REQUIRED WORK » Each entry must be given again exactly; images do not belong in the copy.

DATA EXTRACTS »
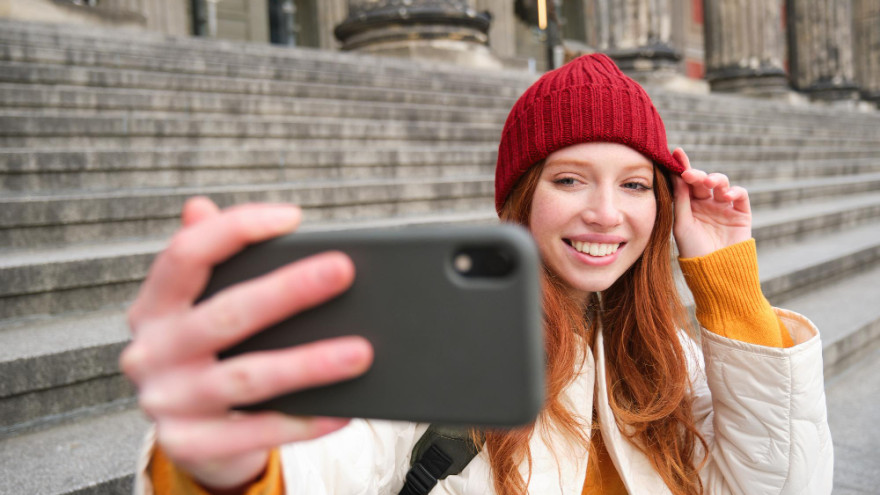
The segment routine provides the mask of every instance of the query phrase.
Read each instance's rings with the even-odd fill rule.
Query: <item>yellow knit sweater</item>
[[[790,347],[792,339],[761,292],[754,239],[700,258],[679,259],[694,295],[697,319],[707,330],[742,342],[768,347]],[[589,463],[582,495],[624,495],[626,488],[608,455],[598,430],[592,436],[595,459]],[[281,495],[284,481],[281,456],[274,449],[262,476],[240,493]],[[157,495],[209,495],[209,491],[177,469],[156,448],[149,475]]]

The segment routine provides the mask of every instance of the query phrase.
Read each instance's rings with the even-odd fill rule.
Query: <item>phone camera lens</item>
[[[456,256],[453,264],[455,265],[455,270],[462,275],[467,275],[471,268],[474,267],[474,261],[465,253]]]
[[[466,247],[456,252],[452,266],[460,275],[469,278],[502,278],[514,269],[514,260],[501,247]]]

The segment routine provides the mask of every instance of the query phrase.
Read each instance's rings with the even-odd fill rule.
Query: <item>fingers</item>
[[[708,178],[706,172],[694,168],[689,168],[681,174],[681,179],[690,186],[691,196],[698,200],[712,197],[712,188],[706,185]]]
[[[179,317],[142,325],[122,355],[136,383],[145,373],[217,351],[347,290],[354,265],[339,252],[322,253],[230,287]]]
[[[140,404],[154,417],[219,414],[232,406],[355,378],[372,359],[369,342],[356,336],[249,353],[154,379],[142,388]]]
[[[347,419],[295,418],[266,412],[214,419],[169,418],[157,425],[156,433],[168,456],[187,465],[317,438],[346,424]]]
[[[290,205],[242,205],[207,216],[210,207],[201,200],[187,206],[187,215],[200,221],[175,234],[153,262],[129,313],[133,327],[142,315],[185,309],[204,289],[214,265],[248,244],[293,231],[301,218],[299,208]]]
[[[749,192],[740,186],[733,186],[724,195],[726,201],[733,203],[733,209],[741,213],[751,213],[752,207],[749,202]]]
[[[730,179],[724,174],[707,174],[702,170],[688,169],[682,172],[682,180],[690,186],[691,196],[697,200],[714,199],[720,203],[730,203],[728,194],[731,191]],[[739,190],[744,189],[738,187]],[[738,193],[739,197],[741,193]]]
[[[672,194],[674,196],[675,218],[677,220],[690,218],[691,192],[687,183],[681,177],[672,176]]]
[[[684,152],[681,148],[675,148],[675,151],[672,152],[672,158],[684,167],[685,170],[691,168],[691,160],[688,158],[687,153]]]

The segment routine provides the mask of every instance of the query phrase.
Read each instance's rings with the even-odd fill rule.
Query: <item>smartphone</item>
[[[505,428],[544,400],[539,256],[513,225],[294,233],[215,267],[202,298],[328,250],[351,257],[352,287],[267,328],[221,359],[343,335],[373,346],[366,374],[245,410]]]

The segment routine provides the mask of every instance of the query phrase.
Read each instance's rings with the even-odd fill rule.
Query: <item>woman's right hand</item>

TASK RESULT »
The segment routine provides the mask of every instance of the query phrase.
Read each instance's rings with the even-odd fill rule.
Query: <item>yellow knit sweater</item>
[[[790,347],[792,339],[761,292],[754,239],[700,258],[679,259],[694,295],[697,319],[707,330],[742,342],[768,347]],[[589,463],[582,495],[624,495],[626,488],[608,455],[598,430],[592,436],[595,459]],[[281,495],[284,481],[281,456],[274,449],[262,476],[240,493]],[[157,495],[209,495],[209,491],[177,469],[156,448],[149,475]]]

The segment routine provides the mask of every instance of the query phrase.
Read each instance's rings with the even-odd fill rule.
Query: <item>phone camera lens</item>
[[[456,256],[453,264],[455,265],[455,270],[462,275],[467,275],[471,268],[474,267],[474,261],[465,253]]]
[[[466,247],[456,252],[452,266],[460,275],[469,278],[502,278],[514,269],[514,260],[501,247]]]

The segment routine provides the mask of every instance of the query phrase.
Read each instance's rings with the even-odd fill rule.
Query: <item>fingers</item>
[[[708,178],[706,172],[694,168],[689,168],[681,174],[681,179],[690,186],[691,196],[698,200],[712,197],[712,188],[706,185]]]
[[[179,317],[142,325],[122,355],[136,383],[145,373],[217,351],[347,290],[354,265],[339,252],[322,253],[230,287]]]
[[[140,404],[154,417],[219,414],[232,406],[355,378],[372,359],[369,342],[356,336],[249,353],[154,379],[142,388]]]
[[[347,419],[295,418],[266,412],[214,419],[169,418],[157,425],[156,433],[168,456],[187,465],[317,438],[346,424]]]
[[[290,205],[242,205],[207,216],[210,207],[201,200],[187,206],[187,215],[200,221],[175,234],[153,262],[129,313],[133,327],[142,315],[185,309],[204,289],[214,265],[248,244],[293,231],[301,218],[299,208]]]
[[[749,192],[740,186],[733,186],[724,195],[726,201],[733,203],[733,209],[741,213],[751,213],[752,207],[749,202]]]
[[[730,179],[724,174],[707,174],[702,170],[688,169],[682,172],[682,180],[690,186],[691,196],[697,200],[714,199],[720,203],[730,203],[728,194],[731,191]],[[739,190],[744,189],[738,187]],[[738,193],[739,197],[741,193]]]
[[[672,194],[674,196],[675,218],[677,220],[690,218],[691,192],[687,183],[681,177],[672,176]]]
[[[684,152],[681,148],[675,148],[675,151],[672,152],[672,158],[684,167],[685,170],[691,168],[691,160],[688,158],[687,153]]]

The segment routine provides the mask of every instance of the query phrase.
Read each instance's rings with the even-odd fill rule.
Query: <item>smartphone</item>
[[[505,428],[544,400],[539,256],[513,225],[294,233],[215,267],[202,298],[328,250],[351,257],[352,287],[267,328],[221,359],[343,335],[373,346],[366,374],[245,410]]]

The segment routine provides the mask of every instance of the query phrase.
Read each instance's rings with the even-odd fill rule.
Query: <item>woman's right hand</item>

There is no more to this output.